Data listing
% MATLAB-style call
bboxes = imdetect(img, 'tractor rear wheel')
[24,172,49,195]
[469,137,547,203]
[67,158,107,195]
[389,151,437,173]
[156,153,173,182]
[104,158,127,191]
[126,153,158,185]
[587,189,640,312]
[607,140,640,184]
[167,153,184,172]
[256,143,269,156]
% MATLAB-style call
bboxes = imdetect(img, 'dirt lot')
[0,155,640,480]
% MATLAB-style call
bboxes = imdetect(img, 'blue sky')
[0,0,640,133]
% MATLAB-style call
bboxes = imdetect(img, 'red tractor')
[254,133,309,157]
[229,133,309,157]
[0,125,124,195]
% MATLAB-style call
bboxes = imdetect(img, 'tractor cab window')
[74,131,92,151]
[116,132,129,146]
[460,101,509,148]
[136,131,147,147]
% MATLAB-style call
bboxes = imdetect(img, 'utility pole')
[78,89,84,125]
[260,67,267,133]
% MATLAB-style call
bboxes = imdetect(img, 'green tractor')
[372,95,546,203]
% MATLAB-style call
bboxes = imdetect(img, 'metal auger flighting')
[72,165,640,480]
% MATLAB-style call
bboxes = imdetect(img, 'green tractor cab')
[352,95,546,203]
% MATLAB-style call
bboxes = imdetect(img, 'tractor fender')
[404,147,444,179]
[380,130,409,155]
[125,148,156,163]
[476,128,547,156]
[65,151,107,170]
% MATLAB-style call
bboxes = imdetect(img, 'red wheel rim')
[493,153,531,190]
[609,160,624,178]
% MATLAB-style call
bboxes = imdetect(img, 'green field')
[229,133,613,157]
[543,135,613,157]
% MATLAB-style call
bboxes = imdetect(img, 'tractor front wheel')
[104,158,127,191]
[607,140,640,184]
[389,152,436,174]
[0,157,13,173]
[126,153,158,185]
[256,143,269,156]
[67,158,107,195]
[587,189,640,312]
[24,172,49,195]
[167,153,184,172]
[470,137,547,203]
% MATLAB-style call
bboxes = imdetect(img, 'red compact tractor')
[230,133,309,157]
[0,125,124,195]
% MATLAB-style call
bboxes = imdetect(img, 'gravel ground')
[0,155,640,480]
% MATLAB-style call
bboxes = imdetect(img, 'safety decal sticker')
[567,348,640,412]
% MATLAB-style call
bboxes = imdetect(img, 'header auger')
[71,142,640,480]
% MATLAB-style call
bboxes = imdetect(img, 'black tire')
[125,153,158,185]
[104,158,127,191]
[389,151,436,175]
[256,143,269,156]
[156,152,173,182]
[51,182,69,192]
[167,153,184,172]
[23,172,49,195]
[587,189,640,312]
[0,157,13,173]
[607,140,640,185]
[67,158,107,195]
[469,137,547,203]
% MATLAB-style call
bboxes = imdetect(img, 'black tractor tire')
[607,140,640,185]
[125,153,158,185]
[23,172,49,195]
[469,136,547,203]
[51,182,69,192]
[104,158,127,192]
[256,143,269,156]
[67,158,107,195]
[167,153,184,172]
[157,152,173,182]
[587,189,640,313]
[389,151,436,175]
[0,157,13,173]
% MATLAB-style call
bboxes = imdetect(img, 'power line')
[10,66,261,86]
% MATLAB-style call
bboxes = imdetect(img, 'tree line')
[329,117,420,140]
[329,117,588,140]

Exercise requirements
Can you copy the entire listing above word for word, with every line in its original order?

Response
% MATLAB-style call
bboxes = imdetect(img, 'tractor rear wheel')
[24,172,49,195]
[469,137,547,203]
[67,158,107,195]
[389,151,437,173]
[156,153,173,182]
[104,158,127,191]
[126,153,158,185]
[587,189,640,312]
[607,140,640,184]
[167,153,184,172]
[256,143,269,156]
% MATLAB-style call
bboxes = imdetect(img, 'dirt lot')
[0,155,640,480]
% MATLAB-style call
bboxes = imdetect(img, 'blue sky')
[0,0,640,133]
% MATLAB-style call
bboxes = imdetect(img, 'red tractor')
[254,133,309,157]
[229,133,309,157]
[0,125,124,195]
% MATLAB-style call
bboxes = imdetect(img, 'tractor cab window')
[74,131,92,151]
[116,132,129,146]
[460,101,509,148]
[136,131,147,147]
% MATLAB-style call
bboxes = imdetect(img, 'utility pole')
[78,89,84,125]
[260,67,267,133]
% MATLAB-style call
bboxes = imdetect(img, 'green tractor')
[372,95,546,203]
% MATLAB-style call
bboxes = imdetect(img, 'metal auger flighting')
[72,165,640,480]
% MATLAB-style call
bboxes = imdetect(img, 'green tractor cab')
[352,95,546,203]
% MATLAB-style call
bboxes = imdetect(img, 'tractor fender')
[404,147,444,179]
[380,130,409,155]
[125,148,156,163]
[476,128,547,156]
[65,151,107,170]
% MATLAB-style call
bboxes = imdetect(img, 'red wheel rim')
[493,153,531,190]
[609,160,624,178]
% MATLAB-style call
bboxes = imdetect(img, 'green field')
[229,133,613,157]
[543,135,613,157]
% MATLAB-style call
bboxes = imdetect(img, 'tractor front wheel')
[104,158,127,191]
[607,140,640,184]
[389,152,436,174]
[0,157,13,173]
[126,153,158,185]
[256,143,269,156]
[67,158,107,195]
[587,189,640,312]
[24,172,49,195]
[167,153,184,172]
[470,137,547,203]
% MATLAB-style call
bboxes = imdetect(img, 'red compact tractor')
[230,133,309,157]
[0,125,124,195]
% MATLAB-style call
bboxes = imdetect(img, 'gravel ground')
[0,155,640,480]
% MATLAB-style call
bboxes = imdetect(img, 'safety decal sticker')
[567,348,640,412]
% MATLAB-style call
bboxes = imdetect(img, 'header auger')
[71,142,640,480]
% MATLAB-style call
bboxes = imdetect(img, 'black tire')
[125,153,158,185]
[104,158,127,191]
[389,151,436,175]
[256,143,269,156]
[156,152,173,182]
[51,182,69,192]
[167,153,184,172]
[23,172,49,195]
[587,189,640,312]
[0,157,13,173]
[607,140,640,185]
[67,158,107,195]
[469,137,547,203]
% MATLAB-style call
bboxes = imdetect(img, 'black tractor tire')
[607,140,640,185]
[125,153,158,185]
[23,172,49,195]
[469,136,547,203]
[51,182,69,192]
[104,158,127,192]
[256,143,269,156]
[67,158,107,195]
[167,153,184,172]
[157,152,173,182]
[587,189,640,313]
[389,151,436,175]
[0,157,13,173]
% MATLAB-style call
bboxes = imdetect(img, 'power line')
[10,66,261,86]
% MATLAB-style call
bboxes = imdetect(img, 'tree line')
[329,117,420,140]
[329,117,588,140]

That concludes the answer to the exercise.